Please copy the rows below word for word, starting with the line that contains "Target: painted boat in artwork" and going on through the last row. Leave the pictures out of your answer.

──────── RECORDS

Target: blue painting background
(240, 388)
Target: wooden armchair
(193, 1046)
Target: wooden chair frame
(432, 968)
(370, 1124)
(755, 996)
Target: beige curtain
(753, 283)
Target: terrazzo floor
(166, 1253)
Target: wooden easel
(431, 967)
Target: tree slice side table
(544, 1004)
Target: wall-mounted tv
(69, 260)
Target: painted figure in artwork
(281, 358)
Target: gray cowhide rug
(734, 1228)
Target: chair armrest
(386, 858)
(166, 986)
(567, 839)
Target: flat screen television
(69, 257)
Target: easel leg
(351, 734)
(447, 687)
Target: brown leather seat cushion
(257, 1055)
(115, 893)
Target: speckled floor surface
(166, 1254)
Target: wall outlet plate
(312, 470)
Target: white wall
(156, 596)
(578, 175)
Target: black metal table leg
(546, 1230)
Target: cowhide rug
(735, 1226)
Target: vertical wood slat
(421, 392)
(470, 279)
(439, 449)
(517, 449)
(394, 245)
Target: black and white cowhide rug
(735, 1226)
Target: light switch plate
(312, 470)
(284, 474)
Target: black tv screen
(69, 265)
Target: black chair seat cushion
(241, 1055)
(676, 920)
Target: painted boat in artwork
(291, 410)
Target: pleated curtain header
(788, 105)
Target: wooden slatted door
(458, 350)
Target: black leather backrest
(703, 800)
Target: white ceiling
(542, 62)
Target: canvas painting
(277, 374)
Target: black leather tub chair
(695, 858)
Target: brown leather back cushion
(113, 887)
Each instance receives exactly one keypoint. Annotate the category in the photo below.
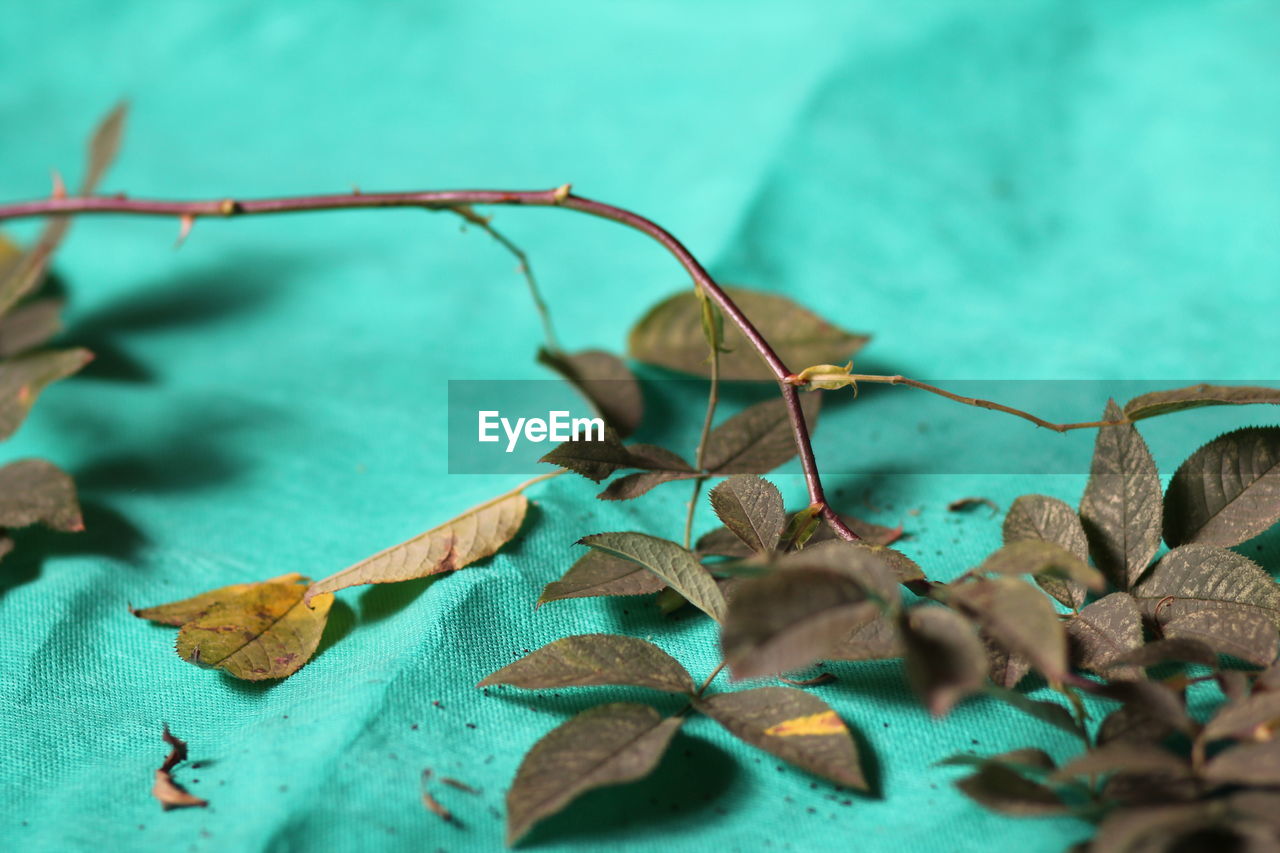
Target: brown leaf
(604, 746)
(792, 725)
(592, 660)
(1121, 505)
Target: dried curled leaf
(1228, 491)
(264, 632)
(671, 336)
(792, 725)
(1121, 505)
(608, 744)
(472, 536)
(667, 560)
(592, 660)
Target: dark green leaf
(1200, 576)
(1228, 491)
(758, 438)
(945, 658)
(792, 725)
(1121, 503)
(752, 507)
(609, 744)
(595, 658)
(1161, 402)
(599, 574)
(607, 383)
(667, 560)
(1016, 616)
(1105, 632)
(671, 336)
(35, 491)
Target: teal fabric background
(996, 190)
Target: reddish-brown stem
(453, 200)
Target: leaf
(1161, 402)
(671, 336)
(28, 325)
(1121, 503)
(607, 383)
(1104, 632)
(23, 378)
(592, 660)
(600, 574)
(945, 658)
(1018, 617)
(667, 560)
(1198, 576)
(1249, 637)
(457, 543)
(604, 746)
(796, 726)
(165, 789)
(752, 507)
(35, 491)
(1040, 557)
(1228, 491)
(265, 632)
(1037, 516)
(758, 438)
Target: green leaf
(1121, 503)
(1038, 516)
(1105, 632)
(592, 660)
(1200, 576)
(23, 378)
(796, 726)
(1161, 402)
(1016, 616)
(671, 336)
(600, 574)
(752, 507)
(263, 632)
(607, 383)
(757, 439)
(472, 536)
(1228, 491)
(35, 491)
(945, 658)
(609, 744)
(667, 560)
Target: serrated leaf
(667, 560)
(607, 383)
(1105, 632)
(752, 507)
(671, 336)
(23, 378)
(592, 660)
(264, 632)
(1123, 502)
(1198, 576)
(609, 744)
(1038, 516)
(35, 491)
(600, 574)
(757, 439)
(945, 658)
(792, 725)
(1161, 402)
(458, 542)
(1016, 616)
(1228, 491)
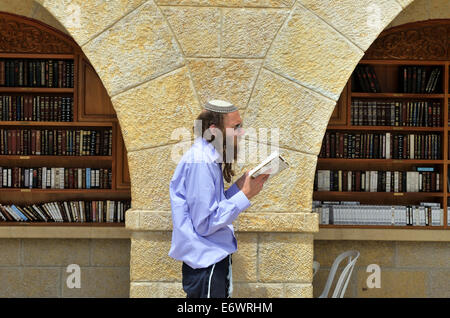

────────────────

OUTPUT:
Target: painted boat in artwork
(291, 410)
Target: pleated curtain header
(788, 105)
Target: wooden slatted door
(458, 350)
Target: black leather backrest
(703, 800)
Target: white ceiling
(542, 62)
Target: canvas painting
(277, 374)
Target: black leather tub chair
(695, 858)
Target: brown leather back cushion
(113, 887)
Each instance receives exactly one keypoint. Annotate the category in the photo below.
Target: brown leaf
(604, 746)
(792, 725)
(592, 660)
(1121, 505)
Target: dried curled leaf
(1228, 491)
(264, 632)
(671, 336)
(792, 725)
(1121, 505)
(608, 744)
(472, 536)
(667, 560)
(592, 660)
Target: dark green leaf
(1200, 576)
(1228, 491)
(758, 438)
(945, 658)
(792, 725)
(1121, 503)
(752, 507)
(609, 744)
(595, 658)
(1161, 402)
(599, 574)
(607, 383)
(667, 560)
(1016, 616)
(1105, 632)
(671, 336)
(35, 491)
Target: teal fabric background
(996, 190)
Target: reddish-brown stem
(453, 200)
Target: leaf
(1161, 402)
(671, 336)
(28, 325)
(1121, 503)
(607, 383)
(1104, 632)
(23, 378)
(592, 660)
(600, 574)
(945, 658)
(1018, 617)
(667, 560)
(1198, 576)
(1249, 637)
(457, 543)
(604, 746)
(796, 726)
(165, 789)
(752, 507)
(35, 491)
(1040, 557)
(1228, 491)
(265, 632)
(1037, 516)
(758, 438)
Target: green leaf
(1121, 503)
(1038, 516)
(1105, 632)
(592, 660)
(1200, 576)
(23, 378)
(796, 726)
(1161, 402)
(1016, 616)
(671, 336)
(600, 574)
(752, 507)
(263, 632)
(607, 383)
(757, 439)
(472, 536)
(1228, 491)
(35, 491)
(945, 658)
(609, 744)
(667, 560)
Target: serrated leaf
(667, 560)
(607, 383)
(1105, 632)
(752, 507)
(671, 336)
(23, 378)
(592, 660)
(264, 632)
(1123, 502)
(1198, 576)
(609, 744)
(1038, 516)
(35, 491)
(600, 574)
(757, 439)
(945, 658)
(792, 725)
(1161, 402)
(458, 542)
(1016, 616)
(1228, 491)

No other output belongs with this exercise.